Required task — Output as a JSON list of strings, one per line, the entries beginning at the line containing "of the tall" and ending with the line containing "column 856, row 611", both included and blank lines omitted.

Information given —
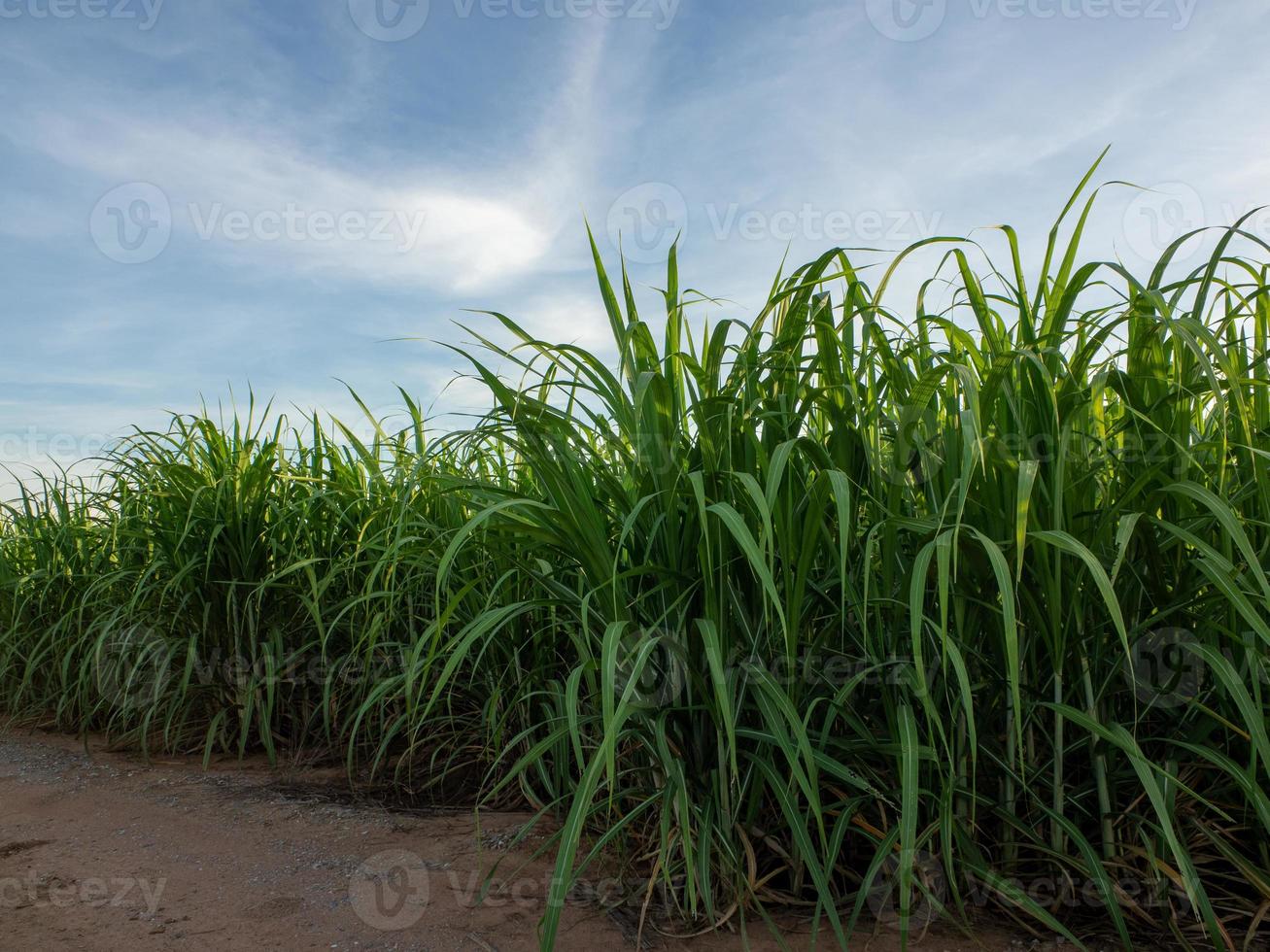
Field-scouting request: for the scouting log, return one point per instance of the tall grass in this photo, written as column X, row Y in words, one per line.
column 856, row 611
==
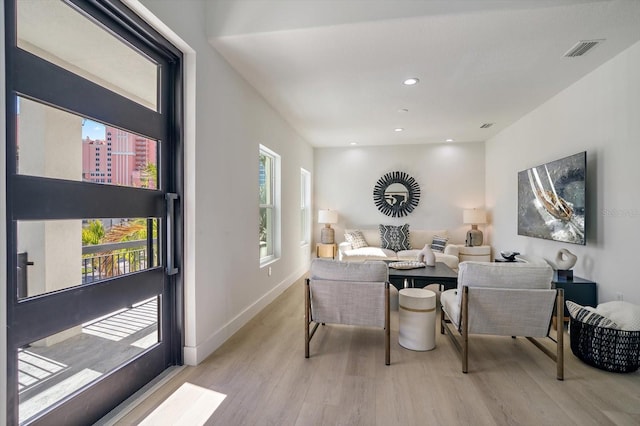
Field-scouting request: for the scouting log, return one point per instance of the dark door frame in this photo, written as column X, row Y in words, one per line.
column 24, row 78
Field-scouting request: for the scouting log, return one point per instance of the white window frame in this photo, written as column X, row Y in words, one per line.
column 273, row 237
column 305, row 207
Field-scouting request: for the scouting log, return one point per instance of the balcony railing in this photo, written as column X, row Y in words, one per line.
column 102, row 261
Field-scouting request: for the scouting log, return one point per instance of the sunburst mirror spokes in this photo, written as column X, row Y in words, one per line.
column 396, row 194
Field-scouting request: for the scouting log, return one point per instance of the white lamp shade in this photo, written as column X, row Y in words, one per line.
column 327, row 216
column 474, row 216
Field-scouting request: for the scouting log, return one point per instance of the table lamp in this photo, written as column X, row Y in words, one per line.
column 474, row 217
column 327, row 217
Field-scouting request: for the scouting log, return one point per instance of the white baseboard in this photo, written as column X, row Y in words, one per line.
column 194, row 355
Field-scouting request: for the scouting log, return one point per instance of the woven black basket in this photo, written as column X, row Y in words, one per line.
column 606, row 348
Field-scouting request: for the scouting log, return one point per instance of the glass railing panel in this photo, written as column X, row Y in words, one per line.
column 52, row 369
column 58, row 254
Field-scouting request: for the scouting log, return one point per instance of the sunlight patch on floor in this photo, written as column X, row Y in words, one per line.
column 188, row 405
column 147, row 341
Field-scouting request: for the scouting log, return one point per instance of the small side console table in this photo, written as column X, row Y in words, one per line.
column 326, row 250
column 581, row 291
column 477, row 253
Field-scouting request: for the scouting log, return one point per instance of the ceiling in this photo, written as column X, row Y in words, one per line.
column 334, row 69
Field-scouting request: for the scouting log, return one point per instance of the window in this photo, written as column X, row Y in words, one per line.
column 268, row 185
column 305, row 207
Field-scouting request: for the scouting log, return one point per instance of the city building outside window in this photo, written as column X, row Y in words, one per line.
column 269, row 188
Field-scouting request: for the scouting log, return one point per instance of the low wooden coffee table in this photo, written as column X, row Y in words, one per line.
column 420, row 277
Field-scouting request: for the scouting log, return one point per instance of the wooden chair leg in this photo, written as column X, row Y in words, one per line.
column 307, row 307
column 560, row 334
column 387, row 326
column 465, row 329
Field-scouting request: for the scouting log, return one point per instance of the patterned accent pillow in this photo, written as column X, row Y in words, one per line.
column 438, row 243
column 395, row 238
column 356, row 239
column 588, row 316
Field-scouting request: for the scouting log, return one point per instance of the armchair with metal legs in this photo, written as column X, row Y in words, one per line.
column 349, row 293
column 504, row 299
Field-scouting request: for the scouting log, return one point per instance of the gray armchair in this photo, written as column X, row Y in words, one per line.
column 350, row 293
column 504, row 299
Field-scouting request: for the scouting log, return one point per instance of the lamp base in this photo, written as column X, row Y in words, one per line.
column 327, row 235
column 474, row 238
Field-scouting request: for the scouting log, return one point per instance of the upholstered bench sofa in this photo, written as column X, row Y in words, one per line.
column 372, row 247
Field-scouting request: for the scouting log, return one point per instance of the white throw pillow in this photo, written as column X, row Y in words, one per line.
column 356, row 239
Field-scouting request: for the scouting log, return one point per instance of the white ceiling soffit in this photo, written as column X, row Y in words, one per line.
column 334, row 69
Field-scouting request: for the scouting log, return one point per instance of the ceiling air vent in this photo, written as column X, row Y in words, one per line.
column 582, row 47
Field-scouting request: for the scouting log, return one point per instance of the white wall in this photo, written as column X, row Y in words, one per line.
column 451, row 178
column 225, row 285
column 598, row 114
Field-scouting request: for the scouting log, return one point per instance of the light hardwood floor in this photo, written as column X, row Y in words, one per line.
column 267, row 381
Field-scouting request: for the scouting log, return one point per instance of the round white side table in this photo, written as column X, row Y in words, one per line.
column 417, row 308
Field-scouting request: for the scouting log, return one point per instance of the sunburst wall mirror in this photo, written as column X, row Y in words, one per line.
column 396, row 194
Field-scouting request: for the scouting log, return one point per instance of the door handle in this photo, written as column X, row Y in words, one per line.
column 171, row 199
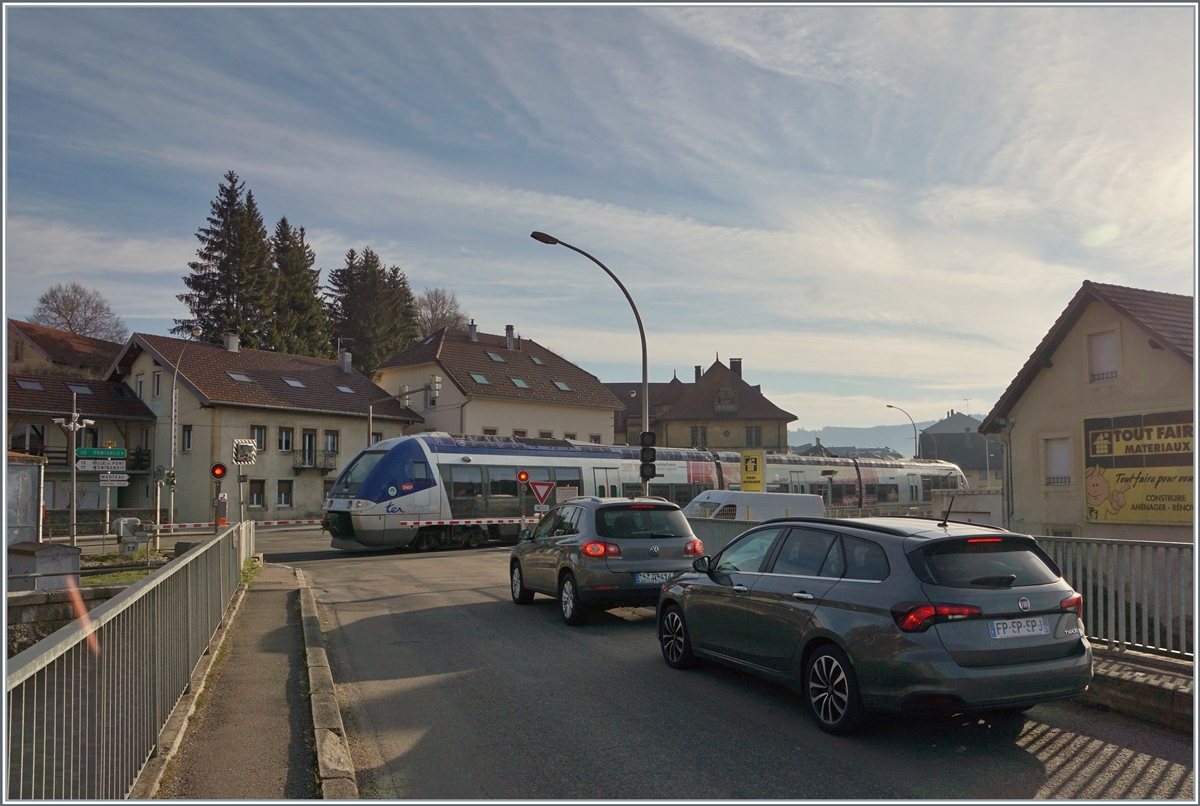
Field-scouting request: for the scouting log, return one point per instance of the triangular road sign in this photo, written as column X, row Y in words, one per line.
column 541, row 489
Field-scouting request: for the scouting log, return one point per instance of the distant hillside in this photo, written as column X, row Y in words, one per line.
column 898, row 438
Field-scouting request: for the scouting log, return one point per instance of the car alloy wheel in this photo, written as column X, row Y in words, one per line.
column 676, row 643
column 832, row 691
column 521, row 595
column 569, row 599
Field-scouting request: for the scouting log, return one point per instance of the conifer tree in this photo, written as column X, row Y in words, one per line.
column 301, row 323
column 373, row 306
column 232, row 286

Solution —
[
  "Field-scouting request: for the scouting log, return one point per instance of the tall grass in this photo, written as column X, row Y in words, one per line.",
  "column 856, row 611"
]